SOURCE EXTRACT:
★ ★ ★ ★ ★ ★ ★
RSD - On-Line Shopping

Fire Resistance

 The Construction Specifier
Solutions for the Construction Industry - October 2007


Fire resistance and combustibility
When used with various construction types and occupancies, vinyl siding must comply with sections of the International Building Code (IBC).

High ignition temperature
Low ignitability is the first line of defense in a fire. All organic materials ignite, but the higher the temperature a material has to reach before that happens, the safer it is. Polyvinyl chloride (PVC) does not ignite until the temperature hits approximately 388 C (730 F) even in the presence of flame, and will not self-ignite until about 454 C (850 F). These ignition temperatures are significantly higher than those of typical framing lumber, which has a flash ignition temperature of 260 C (500 F) and self-ignites at 410 C (770 F).

High limiting oxygen index
According to research by the Vinyl Institute, using ASTM International D 2863, Standard Test Method for Measuring the Minimum Oxygen Concentration to Support Candle-like Combustion of Plastics (oxygen Index), to determine rigid PVC's high limiting oxygen index (LOI) shows the material takes unusually high amounts of oxygen to burn and remain burning. (1) It will not independently sustain combustion in air with a normal concentration of oxygen (about 21 percent).

Low surface flammability
Test results using ASTM E 162, Standard Test Method for Surface Flammability of Materials Using a Radiant Heat Energy Source, shows PVC as one of the materials with the lowest flame-spread rating, meaning it will not readily spread fire on its own. Vinyl products do not quickly ignite and are inherently flame-retardant due to their chlorine base. Regarding combustible claddings, vinyl can be seen as superior to other products, such as untreated wood, which typically has double the flame-spread rating.
Most vinyl products will not continue to burn once a flame or heat source is removed and have been proven to be no more hazardous than those products by many other common materials, both natural and synthetic. (2)

Toxicity
At least to some extent, fire hazards are also associated with the toxicity of the smoke itself. The most important toxic product in any fire is carbon monoxide (CO), which is produced by all organic materials when they burn.
★ ★ ★ ★ ★ ★ ★
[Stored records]
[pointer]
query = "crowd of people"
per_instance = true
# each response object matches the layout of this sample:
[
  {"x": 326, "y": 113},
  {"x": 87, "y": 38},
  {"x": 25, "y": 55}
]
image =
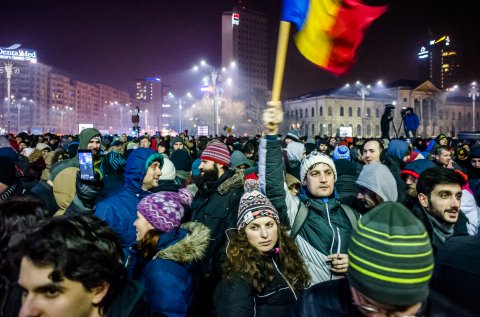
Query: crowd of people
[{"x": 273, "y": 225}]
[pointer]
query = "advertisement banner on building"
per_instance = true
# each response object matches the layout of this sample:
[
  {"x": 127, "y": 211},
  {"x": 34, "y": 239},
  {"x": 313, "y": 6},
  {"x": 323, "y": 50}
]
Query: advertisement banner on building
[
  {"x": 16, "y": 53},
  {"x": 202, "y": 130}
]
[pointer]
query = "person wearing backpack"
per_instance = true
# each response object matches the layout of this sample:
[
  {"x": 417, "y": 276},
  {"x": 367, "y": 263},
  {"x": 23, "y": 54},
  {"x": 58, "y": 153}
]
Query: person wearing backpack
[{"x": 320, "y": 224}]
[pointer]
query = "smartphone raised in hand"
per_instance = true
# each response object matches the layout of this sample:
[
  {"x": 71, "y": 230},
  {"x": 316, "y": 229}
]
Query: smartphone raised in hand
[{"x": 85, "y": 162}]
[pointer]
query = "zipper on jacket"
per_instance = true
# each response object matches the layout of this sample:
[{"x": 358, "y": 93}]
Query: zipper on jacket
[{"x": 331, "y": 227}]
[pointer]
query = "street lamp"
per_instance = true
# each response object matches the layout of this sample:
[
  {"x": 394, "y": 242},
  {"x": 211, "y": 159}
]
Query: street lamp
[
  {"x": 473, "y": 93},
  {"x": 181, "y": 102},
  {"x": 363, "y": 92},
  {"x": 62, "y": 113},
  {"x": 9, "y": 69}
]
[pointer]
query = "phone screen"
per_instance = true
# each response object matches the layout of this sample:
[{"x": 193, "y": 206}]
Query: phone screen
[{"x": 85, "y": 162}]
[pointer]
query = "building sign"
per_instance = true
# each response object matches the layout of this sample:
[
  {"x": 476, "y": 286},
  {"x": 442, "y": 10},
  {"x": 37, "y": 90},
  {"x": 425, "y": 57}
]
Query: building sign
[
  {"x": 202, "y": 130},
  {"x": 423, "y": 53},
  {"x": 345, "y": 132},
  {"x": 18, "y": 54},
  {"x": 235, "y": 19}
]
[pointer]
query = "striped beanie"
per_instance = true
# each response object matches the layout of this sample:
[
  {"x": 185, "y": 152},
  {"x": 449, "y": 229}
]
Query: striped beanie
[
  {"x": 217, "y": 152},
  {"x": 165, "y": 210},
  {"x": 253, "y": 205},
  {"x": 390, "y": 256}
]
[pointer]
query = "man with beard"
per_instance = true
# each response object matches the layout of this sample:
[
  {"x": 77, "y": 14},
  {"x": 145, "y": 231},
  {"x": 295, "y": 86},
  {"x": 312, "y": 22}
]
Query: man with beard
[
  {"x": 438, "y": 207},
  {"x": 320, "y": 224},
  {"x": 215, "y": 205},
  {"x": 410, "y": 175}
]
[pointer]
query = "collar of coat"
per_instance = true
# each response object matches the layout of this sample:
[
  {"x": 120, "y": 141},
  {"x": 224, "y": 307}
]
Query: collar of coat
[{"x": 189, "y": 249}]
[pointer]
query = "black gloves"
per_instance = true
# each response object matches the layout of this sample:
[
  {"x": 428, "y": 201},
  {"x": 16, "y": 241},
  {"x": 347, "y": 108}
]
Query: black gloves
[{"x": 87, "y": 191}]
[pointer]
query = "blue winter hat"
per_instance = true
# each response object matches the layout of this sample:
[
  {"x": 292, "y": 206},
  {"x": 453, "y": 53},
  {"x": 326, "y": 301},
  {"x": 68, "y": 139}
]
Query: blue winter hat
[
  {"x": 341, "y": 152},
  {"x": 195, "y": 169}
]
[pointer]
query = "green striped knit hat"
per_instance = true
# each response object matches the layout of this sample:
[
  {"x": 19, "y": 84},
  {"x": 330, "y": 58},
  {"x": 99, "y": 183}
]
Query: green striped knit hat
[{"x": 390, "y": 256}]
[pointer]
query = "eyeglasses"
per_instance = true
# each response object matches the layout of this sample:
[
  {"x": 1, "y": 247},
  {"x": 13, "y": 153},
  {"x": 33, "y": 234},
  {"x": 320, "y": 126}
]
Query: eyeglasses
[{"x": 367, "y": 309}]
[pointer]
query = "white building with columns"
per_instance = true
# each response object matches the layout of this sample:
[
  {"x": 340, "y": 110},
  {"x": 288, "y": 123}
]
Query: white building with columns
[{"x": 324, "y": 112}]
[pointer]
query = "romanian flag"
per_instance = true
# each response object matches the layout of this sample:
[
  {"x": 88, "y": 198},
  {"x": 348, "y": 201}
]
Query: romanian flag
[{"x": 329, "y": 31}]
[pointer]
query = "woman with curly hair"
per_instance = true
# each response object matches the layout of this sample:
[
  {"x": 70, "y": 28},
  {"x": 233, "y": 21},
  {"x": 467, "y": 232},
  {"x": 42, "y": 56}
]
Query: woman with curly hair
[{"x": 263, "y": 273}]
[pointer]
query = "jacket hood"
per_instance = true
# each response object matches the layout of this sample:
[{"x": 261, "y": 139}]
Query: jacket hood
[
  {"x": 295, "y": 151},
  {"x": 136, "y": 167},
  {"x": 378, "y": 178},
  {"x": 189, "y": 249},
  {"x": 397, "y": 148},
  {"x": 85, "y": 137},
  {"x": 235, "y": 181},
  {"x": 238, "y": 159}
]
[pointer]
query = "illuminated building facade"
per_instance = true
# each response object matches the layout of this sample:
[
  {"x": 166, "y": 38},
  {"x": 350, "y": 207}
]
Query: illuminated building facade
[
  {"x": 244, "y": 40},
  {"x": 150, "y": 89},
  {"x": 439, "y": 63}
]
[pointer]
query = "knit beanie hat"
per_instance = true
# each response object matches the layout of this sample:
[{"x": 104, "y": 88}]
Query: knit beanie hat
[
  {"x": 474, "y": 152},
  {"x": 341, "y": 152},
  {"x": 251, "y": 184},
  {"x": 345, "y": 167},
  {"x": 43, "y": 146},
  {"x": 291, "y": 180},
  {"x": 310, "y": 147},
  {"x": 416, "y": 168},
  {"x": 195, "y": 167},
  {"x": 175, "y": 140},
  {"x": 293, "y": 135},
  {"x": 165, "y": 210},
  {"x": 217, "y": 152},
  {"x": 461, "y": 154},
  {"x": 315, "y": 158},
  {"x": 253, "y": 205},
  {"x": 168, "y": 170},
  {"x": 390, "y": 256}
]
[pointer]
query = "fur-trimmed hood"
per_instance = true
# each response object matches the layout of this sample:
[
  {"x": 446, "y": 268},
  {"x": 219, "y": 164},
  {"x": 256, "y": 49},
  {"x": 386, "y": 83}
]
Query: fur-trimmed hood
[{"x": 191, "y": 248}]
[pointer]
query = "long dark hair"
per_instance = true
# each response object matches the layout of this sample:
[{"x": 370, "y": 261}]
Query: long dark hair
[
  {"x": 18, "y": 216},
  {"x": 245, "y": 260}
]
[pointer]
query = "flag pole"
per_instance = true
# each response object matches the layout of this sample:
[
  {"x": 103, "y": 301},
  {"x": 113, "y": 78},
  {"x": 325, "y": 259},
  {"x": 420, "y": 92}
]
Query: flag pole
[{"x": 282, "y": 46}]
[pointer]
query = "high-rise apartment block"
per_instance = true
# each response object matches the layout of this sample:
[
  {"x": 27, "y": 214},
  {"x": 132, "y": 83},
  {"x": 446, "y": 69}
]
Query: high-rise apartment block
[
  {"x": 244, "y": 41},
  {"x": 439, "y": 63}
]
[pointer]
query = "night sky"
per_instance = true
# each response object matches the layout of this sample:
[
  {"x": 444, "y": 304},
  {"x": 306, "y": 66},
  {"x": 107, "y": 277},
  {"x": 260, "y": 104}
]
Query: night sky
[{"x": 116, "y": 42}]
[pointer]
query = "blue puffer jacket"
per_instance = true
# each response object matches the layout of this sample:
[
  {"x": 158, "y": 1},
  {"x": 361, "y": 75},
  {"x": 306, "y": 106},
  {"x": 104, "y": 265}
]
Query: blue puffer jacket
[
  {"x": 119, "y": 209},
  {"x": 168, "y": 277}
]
★ ★ ★ ★ ★ ★ ★
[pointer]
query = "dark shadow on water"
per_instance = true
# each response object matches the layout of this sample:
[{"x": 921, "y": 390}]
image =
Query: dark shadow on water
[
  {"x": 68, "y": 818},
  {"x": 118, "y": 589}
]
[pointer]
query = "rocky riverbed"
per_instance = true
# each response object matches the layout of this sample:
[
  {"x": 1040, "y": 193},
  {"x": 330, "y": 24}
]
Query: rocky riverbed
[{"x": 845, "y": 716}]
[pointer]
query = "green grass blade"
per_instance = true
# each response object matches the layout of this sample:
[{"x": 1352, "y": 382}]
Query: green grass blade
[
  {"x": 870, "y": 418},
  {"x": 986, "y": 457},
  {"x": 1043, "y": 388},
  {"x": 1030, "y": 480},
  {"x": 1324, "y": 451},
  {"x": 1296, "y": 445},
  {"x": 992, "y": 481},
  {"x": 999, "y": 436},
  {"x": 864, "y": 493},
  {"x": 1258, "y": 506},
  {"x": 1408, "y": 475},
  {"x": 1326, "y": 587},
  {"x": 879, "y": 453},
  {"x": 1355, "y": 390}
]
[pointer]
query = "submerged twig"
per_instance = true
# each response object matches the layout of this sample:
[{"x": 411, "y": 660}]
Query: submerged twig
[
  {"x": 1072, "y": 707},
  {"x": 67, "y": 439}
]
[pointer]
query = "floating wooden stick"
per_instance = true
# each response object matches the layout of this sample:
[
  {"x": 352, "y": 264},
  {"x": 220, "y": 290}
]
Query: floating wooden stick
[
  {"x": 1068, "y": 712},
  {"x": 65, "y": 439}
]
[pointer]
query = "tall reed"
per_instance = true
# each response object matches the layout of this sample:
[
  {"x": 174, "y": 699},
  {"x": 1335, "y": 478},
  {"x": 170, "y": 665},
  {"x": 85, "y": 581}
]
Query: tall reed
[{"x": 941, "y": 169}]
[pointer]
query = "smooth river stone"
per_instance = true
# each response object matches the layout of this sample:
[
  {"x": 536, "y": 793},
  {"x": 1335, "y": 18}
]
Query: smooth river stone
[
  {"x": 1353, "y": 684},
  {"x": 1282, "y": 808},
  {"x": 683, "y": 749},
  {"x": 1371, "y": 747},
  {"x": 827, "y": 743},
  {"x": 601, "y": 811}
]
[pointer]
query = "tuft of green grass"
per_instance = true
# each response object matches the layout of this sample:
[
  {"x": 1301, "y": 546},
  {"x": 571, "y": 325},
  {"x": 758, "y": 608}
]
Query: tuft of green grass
★ ★ ★ ★ ★ ★ ★
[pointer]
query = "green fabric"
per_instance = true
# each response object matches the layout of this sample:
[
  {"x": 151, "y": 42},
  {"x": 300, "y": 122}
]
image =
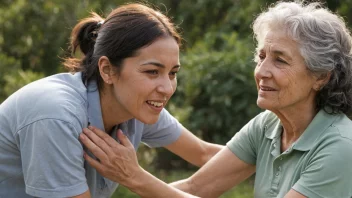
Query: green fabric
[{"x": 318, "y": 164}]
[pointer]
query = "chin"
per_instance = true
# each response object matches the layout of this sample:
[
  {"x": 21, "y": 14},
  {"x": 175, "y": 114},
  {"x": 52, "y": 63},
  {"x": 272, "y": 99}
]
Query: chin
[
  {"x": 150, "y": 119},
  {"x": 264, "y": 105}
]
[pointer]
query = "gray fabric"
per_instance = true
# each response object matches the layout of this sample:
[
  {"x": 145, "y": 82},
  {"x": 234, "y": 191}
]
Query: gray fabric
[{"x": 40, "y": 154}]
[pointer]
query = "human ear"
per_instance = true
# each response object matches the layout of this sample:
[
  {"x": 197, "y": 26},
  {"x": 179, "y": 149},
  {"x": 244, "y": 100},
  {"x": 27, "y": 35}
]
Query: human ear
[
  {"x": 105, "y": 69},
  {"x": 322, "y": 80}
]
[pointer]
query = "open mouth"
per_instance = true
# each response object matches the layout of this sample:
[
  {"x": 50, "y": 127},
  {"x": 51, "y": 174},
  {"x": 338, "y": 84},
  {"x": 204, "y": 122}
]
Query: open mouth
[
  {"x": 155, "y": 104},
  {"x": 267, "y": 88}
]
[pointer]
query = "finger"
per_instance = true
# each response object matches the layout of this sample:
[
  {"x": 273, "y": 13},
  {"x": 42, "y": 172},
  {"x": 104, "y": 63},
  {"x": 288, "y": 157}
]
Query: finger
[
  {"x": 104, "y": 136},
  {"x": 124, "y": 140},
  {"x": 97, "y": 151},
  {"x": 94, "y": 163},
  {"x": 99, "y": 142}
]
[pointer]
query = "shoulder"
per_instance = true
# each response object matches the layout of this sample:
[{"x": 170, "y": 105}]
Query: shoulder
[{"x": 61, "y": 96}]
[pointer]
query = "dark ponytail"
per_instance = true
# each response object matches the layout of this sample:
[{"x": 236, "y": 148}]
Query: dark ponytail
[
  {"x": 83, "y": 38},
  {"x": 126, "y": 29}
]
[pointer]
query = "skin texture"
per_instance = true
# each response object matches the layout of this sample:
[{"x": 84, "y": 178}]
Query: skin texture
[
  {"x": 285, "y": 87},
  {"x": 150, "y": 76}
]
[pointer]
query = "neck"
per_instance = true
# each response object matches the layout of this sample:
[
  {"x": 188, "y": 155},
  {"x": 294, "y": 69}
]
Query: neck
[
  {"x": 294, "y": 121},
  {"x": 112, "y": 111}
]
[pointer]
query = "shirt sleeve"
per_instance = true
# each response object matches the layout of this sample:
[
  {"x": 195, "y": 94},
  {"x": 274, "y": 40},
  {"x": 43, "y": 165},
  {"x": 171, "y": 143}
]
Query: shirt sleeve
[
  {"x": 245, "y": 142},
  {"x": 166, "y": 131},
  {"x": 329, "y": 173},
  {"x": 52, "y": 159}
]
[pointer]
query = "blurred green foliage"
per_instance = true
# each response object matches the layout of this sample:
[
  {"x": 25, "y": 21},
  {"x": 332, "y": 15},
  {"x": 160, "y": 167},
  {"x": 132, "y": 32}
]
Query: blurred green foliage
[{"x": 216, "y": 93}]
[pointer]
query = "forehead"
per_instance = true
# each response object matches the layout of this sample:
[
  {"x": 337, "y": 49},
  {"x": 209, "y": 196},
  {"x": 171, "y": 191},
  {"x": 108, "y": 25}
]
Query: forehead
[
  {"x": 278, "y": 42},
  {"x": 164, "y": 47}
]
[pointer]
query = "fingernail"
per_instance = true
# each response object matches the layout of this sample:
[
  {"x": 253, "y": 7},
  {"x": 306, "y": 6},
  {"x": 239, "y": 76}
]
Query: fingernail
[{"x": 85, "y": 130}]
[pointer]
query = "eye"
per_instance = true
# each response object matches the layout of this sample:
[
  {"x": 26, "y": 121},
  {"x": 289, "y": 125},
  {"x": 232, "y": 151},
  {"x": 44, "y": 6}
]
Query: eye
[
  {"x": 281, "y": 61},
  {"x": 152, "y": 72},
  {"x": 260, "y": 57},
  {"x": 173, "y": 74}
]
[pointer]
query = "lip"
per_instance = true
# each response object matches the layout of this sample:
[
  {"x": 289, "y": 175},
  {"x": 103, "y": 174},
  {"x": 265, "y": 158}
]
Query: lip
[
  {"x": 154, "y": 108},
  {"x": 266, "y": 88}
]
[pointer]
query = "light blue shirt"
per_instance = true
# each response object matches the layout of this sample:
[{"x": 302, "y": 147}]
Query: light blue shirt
★ ★ ★ ★ ★ ★ ★
TASKS:
#1 Translate this sentence from the vinyl siding fire article into Spanish: "Low ignitability is the first line of defense in a fire."
#2 Revise the part of the vinyl siding fire article that opens with the words containing "Most vinyl products" and closes with "when they burn.", replacing "smoke" with "fumes".
#3 Go on with the vinyl siding fire article from where it stops.

ANSWERS TO THE TASKS:
#1 La baja inflamabilidad es la primera línea de defensa en un incendio.

#2
Most vinyl products will not continue to burn once a flame or heat source is removed and have been proven to be no more hazardous than those products by many other common materials, both natural and synthetic. (2)

Toxicity
At least to some extent, fire hazards are also associated with the toxicity of the fumes itself. The most important toxic product in any fire is carbon monoxide (CO), which is produced by all organic materials when they burn.

#3
The Society of the Plastics Industry (SPI) funded a comprehensive study of fire (and non-fire) fatalities associated with carbon monoxide. Published in 1992, it examined approximately 5000 deaths and found the toxicity of fire atmospheres is determined almost exclusively by carbon monoxide. NIST has since developed a new definitive smoke toxicity test that has found most fatalities occur in fires that become very large (i.e. go to flashover). The CO concentrations in these events are virtually unaffected by the materials burning.
Vinyl materials are well within the normal range of toxicity when compared to other combustibles, with lethal concentration (i.e. LC50) values of more than 8 mg/L. (3) The major combustion products given off by PVC are the same as those produced by wood or most other common materials. The one product given off by PVC not emitted by natural materials is hydrogen Chloride (HCI). Extensive studies have shown the mechanisms of action of CO and HCI are totally different, but their lethal doses are very similar. Unlike CO, HCI has a very pungent odor, which is detectable at a level of less than 1 ppm, while CO is odorless and narcotic. Therefore, HCI can signal people to escape, while CO will narcotize them. (4)

Read the PDF - Construction Specifer, October, 2007


(1) See "Fire and Polyvinyl Chloride,"a 1996 report by the Vinyl Institute. (2) See (5). (3) LC50 is the concentration of a material in the air that causes the death of 50 percent of a group of test animals. The material is inhailed over a set period, usually one or four hours. (The LC50 helps determine a material's short-term poisioning potential). (4) See (5).